──────── RECORDS FOR THIS EXERCISE
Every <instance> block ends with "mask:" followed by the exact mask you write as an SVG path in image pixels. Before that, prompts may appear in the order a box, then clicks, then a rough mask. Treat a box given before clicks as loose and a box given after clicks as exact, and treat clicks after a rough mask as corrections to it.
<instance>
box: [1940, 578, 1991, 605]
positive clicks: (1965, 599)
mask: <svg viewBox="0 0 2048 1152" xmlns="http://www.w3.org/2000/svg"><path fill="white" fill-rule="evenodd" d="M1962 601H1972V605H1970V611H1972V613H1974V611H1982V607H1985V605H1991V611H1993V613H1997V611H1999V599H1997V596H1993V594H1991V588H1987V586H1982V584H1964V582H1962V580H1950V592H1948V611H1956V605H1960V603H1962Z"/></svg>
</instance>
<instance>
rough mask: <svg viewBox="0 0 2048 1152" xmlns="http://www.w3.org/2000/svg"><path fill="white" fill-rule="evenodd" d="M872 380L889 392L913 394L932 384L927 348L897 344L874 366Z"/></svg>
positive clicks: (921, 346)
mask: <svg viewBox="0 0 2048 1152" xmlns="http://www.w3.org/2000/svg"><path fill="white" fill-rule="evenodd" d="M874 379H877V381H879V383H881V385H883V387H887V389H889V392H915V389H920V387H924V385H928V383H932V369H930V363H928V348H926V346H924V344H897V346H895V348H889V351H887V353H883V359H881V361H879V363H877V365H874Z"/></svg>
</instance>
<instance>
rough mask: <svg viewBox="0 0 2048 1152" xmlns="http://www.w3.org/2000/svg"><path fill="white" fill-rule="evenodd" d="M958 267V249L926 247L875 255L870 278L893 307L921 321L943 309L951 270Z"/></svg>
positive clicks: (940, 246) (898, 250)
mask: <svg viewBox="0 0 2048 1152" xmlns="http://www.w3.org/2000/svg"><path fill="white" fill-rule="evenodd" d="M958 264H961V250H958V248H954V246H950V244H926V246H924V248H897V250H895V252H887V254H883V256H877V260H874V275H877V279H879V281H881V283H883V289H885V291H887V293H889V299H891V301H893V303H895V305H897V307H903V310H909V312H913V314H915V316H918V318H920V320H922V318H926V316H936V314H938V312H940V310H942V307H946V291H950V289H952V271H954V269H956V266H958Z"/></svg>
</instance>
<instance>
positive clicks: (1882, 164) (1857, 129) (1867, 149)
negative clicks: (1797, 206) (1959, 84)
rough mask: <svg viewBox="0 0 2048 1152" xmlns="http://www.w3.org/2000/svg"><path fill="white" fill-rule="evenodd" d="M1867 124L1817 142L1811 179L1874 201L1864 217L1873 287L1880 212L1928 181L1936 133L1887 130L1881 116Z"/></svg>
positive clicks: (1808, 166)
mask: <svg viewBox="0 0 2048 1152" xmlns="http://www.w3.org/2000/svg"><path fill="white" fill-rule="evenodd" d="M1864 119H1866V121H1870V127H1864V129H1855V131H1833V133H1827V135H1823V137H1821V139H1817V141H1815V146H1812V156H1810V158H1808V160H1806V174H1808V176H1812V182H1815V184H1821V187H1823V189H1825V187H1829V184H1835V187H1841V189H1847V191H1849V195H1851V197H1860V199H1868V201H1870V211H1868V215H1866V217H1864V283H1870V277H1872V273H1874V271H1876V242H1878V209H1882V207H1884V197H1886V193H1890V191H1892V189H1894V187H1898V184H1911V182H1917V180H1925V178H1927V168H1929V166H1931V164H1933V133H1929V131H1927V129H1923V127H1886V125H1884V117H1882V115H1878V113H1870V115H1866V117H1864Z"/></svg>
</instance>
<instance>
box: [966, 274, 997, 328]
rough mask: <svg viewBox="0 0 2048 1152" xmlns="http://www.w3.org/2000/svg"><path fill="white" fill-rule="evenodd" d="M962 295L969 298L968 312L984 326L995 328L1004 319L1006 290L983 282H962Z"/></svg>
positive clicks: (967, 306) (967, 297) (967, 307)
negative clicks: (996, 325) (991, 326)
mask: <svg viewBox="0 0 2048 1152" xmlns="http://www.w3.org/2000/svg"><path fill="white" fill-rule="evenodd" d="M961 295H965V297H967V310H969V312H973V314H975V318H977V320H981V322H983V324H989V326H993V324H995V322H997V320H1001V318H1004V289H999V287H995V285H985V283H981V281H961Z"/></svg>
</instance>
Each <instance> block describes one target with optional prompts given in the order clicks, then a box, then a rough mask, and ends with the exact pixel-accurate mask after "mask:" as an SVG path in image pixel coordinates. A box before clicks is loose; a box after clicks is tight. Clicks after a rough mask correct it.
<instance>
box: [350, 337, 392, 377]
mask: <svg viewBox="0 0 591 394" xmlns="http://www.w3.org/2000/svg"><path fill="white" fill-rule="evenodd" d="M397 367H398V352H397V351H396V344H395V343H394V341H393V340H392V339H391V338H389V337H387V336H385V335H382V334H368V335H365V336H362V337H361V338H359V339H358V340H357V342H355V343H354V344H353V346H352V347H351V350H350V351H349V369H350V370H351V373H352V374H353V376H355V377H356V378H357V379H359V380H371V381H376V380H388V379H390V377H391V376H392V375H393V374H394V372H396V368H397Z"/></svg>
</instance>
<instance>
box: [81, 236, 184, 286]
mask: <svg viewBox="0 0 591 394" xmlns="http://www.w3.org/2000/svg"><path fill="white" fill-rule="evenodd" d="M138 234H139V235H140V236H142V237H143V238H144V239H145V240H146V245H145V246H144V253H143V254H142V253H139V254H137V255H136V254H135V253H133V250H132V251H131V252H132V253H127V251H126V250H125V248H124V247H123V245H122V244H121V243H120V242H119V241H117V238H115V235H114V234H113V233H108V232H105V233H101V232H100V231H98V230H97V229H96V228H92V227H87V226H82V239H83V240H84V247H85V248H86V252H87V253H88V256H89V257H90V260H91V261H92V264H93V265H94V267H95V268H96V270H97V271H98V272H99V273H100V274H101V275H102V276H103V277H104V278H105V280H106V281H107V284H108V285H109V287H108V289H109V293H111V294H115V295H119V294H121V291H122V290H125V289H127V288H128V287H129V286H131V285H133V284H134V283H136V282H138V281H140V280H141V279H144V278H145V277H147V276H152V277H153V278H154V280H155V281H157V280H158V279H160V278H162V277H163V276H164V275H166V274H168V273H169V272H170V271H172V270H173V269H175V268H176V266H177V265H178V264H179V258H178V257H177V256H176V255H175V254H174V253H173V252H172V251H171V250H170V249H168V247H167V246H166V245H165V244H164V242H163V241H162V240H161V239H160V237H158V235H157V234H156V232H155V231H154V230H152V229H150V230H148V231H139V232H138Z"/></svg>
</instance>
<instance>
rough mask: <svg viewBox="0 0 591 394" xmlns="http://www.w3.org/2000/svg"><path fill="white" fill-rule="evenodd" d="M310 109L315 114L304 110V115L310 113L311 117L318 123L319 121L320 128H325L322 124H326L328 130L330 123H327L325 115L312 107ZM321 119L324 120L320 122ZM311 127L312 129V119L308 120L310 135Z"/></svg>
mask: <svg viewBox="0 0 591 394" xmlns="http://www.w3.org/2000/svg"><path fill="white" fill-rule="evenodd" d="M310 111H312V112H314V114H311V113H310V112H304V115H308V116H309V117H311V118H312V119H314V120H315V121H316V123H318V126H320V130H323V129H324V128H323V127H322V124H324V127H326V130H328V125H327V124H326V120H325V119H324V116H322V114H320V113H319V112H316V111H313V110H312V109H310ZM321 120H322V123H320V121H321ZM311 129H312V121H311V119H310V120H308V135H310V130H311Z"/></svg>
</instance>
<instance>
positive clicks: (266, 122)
────────────────
*EXERCISE*: Every entry needs to be retyped exactly.

*EXERCISE OUTPUT*:
Every <instance> block ends with "mask:" followed by the exact mask you write as an SVG path in image pixels. Before that, prompts may appear in the order a box, then clicks, then a rough mask. Treat a box given before clicks as loose and a box given after clicks as exact, and treat clicks after a rough mask as corrections to it.
<instance>
box: [1940, 578, 1991, 605]
positive clicks: (1965, 599)
mask: <svg viewBox="0 0 2048 1152" xmlns="http://www.w3.org/2000/svg"><path fill="white" fill-rule="evenodd" d="M1962 601H1972V605H1970V611H1972V613H1974V611H1982V607H1985V605H1991V611H1993V613H1997V611H1999V599H1997V596H1993V594H1991V588H1987V586H1982V584H1964V582H1962V580H1950V592H1948V611H1956V605H1960V603H1962Z"/></svg>
</instance>
<instance>
rough mask: <svg viewBox="0 0 2048 1152" xmlns="http://www.w3.org/2000/svg"><path fill="white" fill-rule="evenodd" d="M872 380L889 392L913 394L932 384L927 348L897 344L874 366Z"/></svg>
positive clicks: (921, 346)
mask: <svg viewBox="0 0 2048 1152" xmlns="http://www.w3.org/2000/svg"><path fill="white" fill-rule="evenodd" d="M874 379H877V381H879V383H881V385H883V387H887V389H889V392H915V389H920V387H924V385H928V383H932V369H930V363H928V348H926V346H924V344H897V346H895V348H889V351H887V353H883V359H881V361H879V363H877V365H874Z"/></svg>
</instance>
<instance>
rough mask: <svg viewBox="0 0 2048 1152" xmlns="http://www.w3.org/2000/svg"><path fill="white" fill-rule="evenodd" d="M958 267V249L926 247L875 255L870 278L893 307L921 321L943 309L951 270Z"/></svg>
positive clicks: (940, 246) (898, 250)
mask: <svg viewBox="0 0 2048 1152" xmlns="http://www.w3.org/2000/svg"><path fill="white" fill-rule="evenodd" d="M958 264H961V250H958V248H954V246H950V244H926V246H924V248H897V250H895V252H887V254H883V256H877V260H874V275H877V279H879V281H881V283H883V289H885V291H887V293H889V299H891V301H893V303H895V305H897V307H903V310H909V312H913V314H915V316H918V318H920V320H922V318H926V316H936V314H938V312H940V310H942V307H946V291H950V289H952V271H954V269H956V266H958Z"/></svg>
</instance>
<instance>
positive clicks: (1882, 164) (1857, 129) (1867, 149)
negative clicks: (1797, 206) (1959, 84)
rough mask: <svg viewBox="0 0 2048 1152" xmlns="http://www.w3.org/2000/svg"><path fill="white" fill-rule="evenodd" d="M1867 124L1817 142L1811 179L1874 201L1864 217L1873 287L1880 212L1928 181L1936 133L1887 130L1881 116Z"/></svg>
positive clicks: (1808, 166)
mask: <svg viewBox="0 0 2048 1152" xmlns="http://www.w3.org/2000/svg"><path fill="white" fill-rule="evenodd" d="M1864 119H1866V121H1870V127H1864V129H1855V131H1833V133H1827V135H1823V137H1821V139H1817V141H1815V146H1812V156H1810V158H1808V160H1806V174H1808V176H1812V182H1815V184H1821V187H1823V189H1825V187H1829V184H1835V187H1841V189H1847V191H1849V195H1851V197H1860V199H1868V201H1870V211H1868V215H1866V217H1864V283H1870V277H1872V273H1874V271H1876V242H1878V209H1882V207H1884V197H1886V193H1890V191H1892V189H1894V187H1898V184H1911V182H1917V180H1925V178H1927V168H1929V166H1931V164H1933V133H1929V131H1927V129H1923V127H1886V125H1884V117H1882V115H1878V113H1870V115H1866V117H1864Z"/></svg>
</instance>
<instance>
box: [966, 274, 997, 328]
rough mask: <svg viewBox="0 0 2048 1152" xmlns="http://www.w3.org/2000/svg"><path fill="white" fill-rule="evenodd" d="M962 295L969 298L968 312L984 326L995 328L1004 319L1006 290L983 282H962Z"/></svg>
positive clicks: (967, 306) (967, 297) (967, 307)
negative clicks: (996, 325) (991, 326)
mask: <svg viewBox="0 0 2048 1152" xmlns="http://www.w3.org/2000/svg"><path fill="white" fill-rule="evenodd" d="M961 295H965V297H967V310H969V312H973V314H975V318H977V320H981V322H983V324H989V326H993V324H995V322H997V320H1001V318H1004V289H999V287H995V285H985V283H981V281H961Z"/></svg>
</instance>
Each <instance> block describes one target with optional prompts given in the order clicks, then a box, then a rough mask, and ends with the exact pixel-accurate mask after "mask:" as an SVG path in image pixel coordinates. A box before clicks is loose; a box after clicks is tight. Clicks after a rough mask correct it.
<instance>
box: [350, 337, 392, 377]
mask: <svg viewBox="0 0 591 394" xmlns="http://www.w3.org/2000/svg"><path fill="white" fill-rule="evenodd" d="M397 367H398V352H397V351H396V344H395V343H394V341H393V340H392V339H391V338H389V337H387V336H385V335H382V334H368V335H365V336H362V337H361V338H359V339H358V340H357V342H355V343H354V344H353V346H352V347H351V350H350V351H349V369H350V370H351V373H352V374H353V376H355V377H356V378H357V379H359V380H371V381H376V380H388V379H390V377H391V376H392V375H393V374H394V372H396V368H397Z"/></svg>
</instance>
<instance>
box: [81, 236, 184, 286]
mask: <svg viewBox="0 0 591 394" xmlns="http://www.w3.org/2000/svg"><path fill="white" fill-rule="evenodd" d="M138 234H139V235H140V236H142V237H143V238H144V239H145V240H146V245H145V246H144V253H143V254H142V253H139V254H137V255H136V254H135V253H133V250H132V251H131V252H132V253H127V251H126V250H125V248H124V247H123V245H122V244H121V243H120V242H119V241H117V238H115V235H114V234H113V233H108V232H105V233H101V232H100V231H98V230H97V229H96V228H92V227H87V226H82V239H83V240H84V247H85V248H86V252H87V253H88V256H89V257H90V260H91V261H92V264H93V265H94V267H95V268H96V270H97V271H98V272H99V273H100V274H101V275H102V276H103V277H104V278H105V280H106V281H107V284H108V285H109V287H108V289H109V293H111V294H115V295H119V294H121V291H122V290H125V289H127V288H128V287H129V286H131V285H133V284H134V283H136V282H138V281H140V280H141V279H144V278H145V277H147V276H152V277H153V278H154V280H155V281H157V280H158V279H160V278H162V277H163V276H164V275H166V274H168V273H169V272H170V271H172V270H173V269H175V268H176V266H177V265H178V264H179V258H178V257H177V256H176V255H175V254H174V253H173V252H172V251H171V250H170V249H168V247H167V246H166V245H165V244H164V242H163V241H162V240H161V239H160V237H158V235H157V234H156V232H155V231H154V230H152V229H150V230H148V231H139V232H138Z"/></svg>
</instance>
<instance>
rough mask: <svg viewBox="0 0 591 394" xmlns="http://www.w3.org/2000/svg"><path fill="white" fill-rule="evenodd" d="M310 109L315 114L304 110V115L310 113L311 117L318 123L319 121L320 128H325L322 124H326L328 130L330 123H327L325 115L312 107ZM321 119L324 120L320 122ZM311 127L312 129V119L308 120L310 135Z"/></svg>
mask: <svg viewBox="0 0 591 394" xmlns="http://www.w3.org/2000/svg"><path fill="white" fill-rule="evenodd" d="M310 111H312V112H314V114H311V113H310V112H304V115H308V116H309V117H311V118H312V119H314V120H315V121H316V123H318V126H320V130H323V129H324V128H323V127H322V124H324V127H326V130H328V125H327V124H326V120H325V119H324V116H322V114H320V113H319V112H316V111H313V110H312V109H310ZM321 120H322V123H320V121H321ZM311 129H312V121H311V119H310V120H308V135H310V130H311Z"/></svg>
</instance>
<instance>
positive clicks: (266, 122)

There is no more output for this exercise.